◆ **Records for processing**:
━━━━━━

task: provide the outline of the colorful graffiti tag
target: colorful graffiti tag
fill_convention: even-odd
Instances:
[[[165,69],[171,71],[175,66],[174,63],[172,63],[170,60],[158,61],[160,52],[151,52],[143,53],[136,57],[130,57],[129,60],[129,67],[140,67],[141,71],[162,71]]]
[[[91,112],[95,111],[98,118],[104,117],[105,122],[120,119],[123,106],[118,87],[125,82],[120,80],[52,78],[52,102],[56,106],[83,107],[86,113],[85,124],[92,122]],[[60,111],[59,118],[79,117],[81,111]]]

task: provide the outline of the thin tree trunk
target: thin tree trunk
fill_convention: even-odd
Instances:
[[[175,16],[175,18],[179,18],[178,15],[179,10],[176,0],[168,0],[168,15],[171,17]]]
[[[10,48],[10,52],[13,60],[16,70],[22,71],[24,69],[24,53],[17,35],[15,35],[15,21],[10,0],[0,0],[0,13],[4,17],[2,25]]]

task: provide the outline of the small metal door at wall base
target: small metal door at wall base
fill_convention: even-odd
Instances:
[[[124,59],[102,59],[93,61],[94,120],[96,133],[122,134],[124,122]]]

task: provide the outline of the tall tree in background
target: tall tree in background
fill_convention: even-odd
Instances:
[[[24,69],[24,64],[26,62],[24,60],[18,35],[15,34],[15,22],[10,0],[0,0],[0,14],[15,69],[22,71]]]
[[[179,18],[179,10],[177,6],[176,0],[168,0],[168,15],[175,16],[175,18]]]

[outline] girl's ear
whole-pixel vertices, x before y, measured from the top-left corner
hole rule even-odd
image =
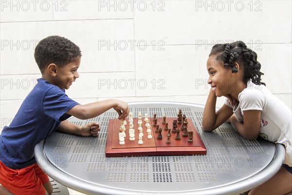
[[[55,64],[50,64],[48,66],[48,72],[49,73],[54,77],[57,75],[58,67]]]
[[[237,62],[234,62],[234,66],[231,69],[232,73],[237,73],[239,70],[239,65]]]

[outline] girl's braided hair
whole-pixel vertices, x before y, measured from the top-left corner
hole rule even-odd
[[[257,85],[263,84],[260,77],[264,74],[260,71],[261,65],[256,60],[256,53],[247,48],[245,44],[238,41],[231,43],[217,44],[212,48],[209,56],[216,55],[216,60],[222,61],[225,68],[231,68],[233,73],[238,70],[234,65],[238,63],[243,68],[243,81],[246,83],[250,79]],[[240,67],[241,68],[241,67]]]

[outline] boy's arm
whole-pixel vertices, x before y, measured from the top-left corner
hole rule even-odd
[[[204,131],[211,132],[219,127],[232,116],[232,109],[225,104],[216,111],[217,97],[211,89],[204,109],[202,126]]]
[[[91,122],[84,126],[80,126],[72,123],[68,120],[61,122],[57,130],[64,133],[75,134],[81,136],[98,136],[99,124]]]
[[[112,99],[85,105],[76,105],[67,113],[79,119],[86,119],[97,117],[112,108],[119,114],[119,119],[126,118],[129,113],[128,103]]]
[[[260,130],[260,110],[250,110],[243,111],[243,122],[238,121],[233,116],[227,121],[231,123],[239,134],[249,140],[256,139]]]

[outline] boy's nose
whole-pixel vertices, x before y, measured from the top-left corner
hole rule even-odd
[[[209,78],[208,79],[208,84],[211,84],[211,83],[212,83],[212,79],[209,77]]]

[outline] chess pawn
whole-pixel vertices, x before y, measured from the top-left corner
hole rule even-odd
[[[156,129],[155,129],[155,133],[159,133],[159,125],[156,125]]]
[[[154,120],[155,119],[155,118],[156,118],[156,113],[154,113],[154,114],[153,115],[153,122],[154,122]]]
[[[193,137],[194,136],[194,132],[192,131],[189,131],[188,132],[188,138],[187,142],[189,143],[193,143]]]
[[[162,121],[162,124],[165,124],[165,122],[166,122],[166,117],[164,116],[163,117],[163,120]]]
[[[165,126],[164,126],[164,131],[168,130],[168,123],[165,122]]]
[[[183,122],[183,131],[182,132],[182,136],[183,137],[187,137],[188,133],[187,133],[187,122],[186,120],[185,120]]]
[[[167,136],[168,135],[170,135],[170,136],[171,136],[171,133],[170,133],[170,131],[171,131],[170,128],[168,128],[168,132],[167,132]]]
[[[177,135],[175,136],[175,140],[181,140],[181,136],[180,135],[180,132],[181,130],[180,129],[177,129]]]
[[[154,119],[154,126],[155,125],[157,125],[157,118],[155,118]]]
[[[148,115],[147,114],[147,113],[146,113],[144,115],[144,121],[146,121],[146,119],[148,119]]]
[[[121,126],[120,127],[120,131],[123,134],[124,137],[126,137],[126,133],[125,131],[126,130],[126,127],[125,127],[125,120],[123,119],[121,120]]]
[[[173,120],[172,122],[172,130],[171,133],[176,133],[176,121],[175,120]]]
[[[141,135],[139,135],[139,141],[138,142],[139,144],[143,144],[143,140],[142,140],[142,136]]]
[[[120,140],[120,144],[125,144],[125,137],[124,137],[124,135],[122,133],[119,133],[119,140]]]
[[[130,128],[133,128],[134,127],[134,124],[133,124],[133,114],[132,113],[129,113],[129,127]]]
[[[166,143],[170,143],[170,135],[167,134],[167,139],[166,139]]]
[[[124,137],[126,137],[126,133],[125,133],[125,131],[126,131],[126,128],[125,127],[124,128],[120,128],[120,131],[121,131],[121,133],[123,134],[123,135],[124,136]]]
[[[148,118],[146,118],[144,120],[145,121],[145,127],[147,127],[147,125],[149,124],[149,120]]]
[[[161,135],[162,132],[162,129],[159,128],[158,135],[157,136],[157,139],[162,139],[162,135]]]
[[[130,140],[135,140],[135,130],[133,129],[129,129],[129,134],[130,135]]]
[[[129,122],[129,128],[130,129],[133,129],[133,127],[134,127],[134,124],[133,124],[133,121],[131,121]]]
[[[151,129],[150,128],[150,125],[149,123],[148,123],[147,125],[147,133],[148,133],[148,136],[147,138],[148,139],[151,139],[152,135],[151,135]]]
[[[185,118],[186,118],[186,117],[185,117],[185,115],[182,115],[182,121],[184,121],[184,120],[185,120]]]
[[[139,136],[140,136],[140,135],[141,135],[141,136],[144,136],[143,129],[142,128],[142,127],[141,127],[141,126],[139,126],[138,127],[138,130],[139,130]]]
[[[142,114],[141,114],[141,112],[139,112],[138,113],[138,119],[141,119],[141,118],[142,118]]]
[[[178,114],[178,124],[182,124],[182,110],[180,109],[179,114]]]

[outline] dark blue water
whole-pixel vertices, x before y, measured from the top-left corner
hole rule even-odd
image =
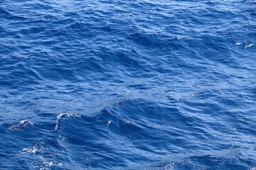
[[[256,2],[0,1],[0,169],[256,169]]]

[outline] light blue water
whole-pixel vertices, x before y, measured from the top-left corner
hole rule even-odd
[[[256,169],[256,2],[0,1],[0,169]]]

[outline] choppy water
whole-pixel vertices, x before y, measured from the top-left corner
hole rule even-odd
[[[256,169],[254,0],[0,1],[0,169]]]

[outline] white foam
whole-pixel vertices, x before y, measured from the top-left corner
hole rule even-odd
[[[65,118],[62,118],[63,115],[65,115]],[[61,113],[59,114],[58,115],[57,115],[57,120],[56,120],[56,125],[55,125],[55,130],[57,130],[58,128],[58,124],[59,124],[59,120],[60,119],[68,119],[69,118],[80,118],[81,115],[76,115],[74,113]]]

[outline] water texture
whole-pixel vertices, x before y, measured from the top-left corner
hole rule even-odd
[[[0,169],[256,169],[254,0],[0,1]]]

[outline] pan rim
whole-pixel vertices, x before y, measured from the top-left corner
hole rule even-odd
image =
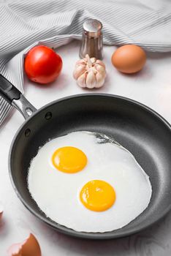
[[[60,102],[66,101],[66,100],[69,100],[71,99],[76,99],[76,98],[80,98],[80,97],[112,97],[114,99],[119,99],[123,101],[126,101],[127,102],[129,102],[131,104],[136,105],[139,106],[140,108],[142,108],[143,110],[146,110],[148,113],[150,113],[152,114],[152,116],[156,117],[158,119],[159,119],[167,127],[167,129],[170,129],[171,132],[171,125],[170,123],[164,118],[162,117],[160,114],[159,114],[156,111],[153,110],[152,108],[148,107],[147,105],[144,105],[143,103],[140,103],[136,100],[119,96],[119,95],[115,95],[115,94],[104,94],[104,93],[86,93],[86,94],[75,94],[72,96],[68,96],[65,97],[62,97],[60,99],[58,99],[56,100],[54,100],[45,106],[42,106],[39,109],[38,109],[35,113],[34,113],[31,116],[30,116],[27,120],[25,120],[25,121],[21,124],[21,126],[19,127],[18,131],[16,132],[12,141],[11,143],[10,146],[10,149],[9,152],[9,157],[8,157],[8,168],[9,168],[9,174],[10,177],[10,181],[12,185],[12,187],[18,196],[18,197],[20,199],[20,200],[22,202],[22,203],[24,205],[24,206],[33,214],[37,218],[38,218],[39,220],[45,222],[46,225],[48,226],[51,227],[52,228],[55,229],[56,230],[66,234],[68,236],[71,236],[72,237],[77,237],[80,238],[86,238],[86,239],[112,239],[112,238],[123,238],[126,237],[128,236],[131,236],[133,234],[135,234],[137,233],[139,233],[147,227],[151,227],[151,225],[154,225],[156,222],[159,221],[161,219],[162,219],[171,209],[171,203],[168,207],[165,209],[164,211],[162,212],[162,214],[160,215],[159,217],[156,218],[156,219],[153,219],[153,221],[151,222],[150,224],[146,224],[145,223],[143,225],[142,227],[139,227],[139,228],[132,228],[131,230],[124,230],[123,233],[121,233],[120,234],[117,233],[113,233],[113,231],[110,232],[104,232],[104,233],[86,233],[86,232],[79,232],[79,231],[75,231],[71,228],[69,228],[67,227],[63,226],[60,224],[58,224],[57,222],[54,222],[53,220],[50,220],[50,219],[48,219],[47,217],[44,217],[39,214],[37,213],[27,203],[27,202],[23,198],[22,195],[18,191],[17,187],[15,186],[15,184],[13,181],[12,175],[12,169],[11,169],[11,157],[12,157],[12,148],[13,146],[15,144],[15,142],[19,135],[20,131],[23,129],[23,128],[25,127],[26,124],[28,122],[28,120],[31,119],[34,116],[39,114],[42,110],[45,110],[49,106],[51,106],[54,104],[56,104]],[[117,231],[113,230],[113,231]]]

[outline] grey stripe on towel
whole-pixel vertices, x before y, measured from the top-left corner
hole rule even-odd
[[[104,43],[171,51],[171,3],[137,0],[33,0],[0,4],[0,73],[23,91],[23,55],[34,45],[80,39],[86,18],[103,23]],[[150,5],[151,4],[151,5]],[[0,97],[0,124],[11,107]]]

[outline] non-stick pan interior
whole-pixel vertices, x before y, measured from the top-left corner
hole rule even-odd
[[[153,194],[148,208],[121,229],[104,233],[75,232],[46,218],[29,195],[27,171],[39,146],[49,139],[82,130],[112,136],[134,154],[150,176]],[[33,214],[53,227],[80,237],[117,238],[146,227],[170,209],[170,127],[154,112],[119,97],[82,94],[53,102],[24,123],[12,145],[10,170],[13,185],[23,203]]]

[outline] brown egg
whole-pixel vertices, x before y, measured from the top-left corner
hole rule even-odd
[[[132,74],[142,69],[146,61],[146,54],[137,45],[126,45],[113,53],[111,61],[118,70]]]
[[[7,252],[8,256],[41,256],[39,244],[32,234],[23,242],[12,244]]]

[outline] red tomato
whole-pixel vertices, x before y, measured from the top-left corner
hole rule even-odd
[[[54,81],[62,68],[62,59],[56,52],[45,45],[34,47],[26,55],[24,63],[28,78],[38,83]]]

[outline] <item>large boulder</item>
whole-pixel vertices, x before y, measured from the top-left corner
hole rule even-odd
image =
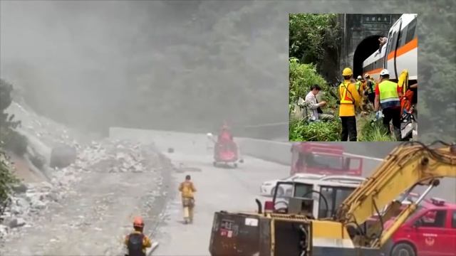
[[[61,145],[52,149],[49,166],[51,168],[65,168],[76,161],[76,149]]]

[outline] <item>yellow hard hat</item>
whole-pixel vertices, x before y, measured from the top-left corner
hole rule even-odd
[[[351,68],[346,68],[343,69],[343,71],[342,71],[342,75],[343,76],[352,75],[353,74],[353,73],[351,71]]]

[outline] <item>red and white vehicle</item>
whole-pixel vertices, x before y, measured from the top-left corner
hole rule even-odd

━━━━━━

◆ **Requirements**:
Resize the records from the line containing "[outline] light blue water" through the line containing "[[[0,169],[256,169],[254,0],[0,1]]]", both lines included. Multiply every vertex coordinate in the outlines by 0.35 and round to whole numbers, with halves going up, then write all of those lines out again, keeping every other line unchanged.

◆ **Problem solution**:
[outline] light blue water
whole-pixel vertices, x before y, measured from the top-left corner
hole rule even-odd
[[[90,59],[90,1],[0,0],[0,59]]]

[outline] choppy water
whole-pixel vertices, x before y, measured from the top-left corner
hole rule even-odd
[[[90,59],[89,0],[0,0],[0,59]]]

[outline] white foam
whole-pixel vertices, x before y, measured from the top-left corner
hole rule even-odd
[[[23,41],[22,41],[22,40],[23,40]],[[21,40],[21,40],[20,40],[20,40],[20,42],[20,42],[20,44],[19,44],[19,46],[20,46],[20,45],[20,43],[21,43],[21,42],[21,42],[24,42],[24,41],[28,41],[28,40],[27,40],[26,40]]]

[outline] water texture
whole-pixel vertices, x before y, measured from the top-left corner
hole rule even-odd
[[[0,59],[90,59],[89,0],[0,0]]]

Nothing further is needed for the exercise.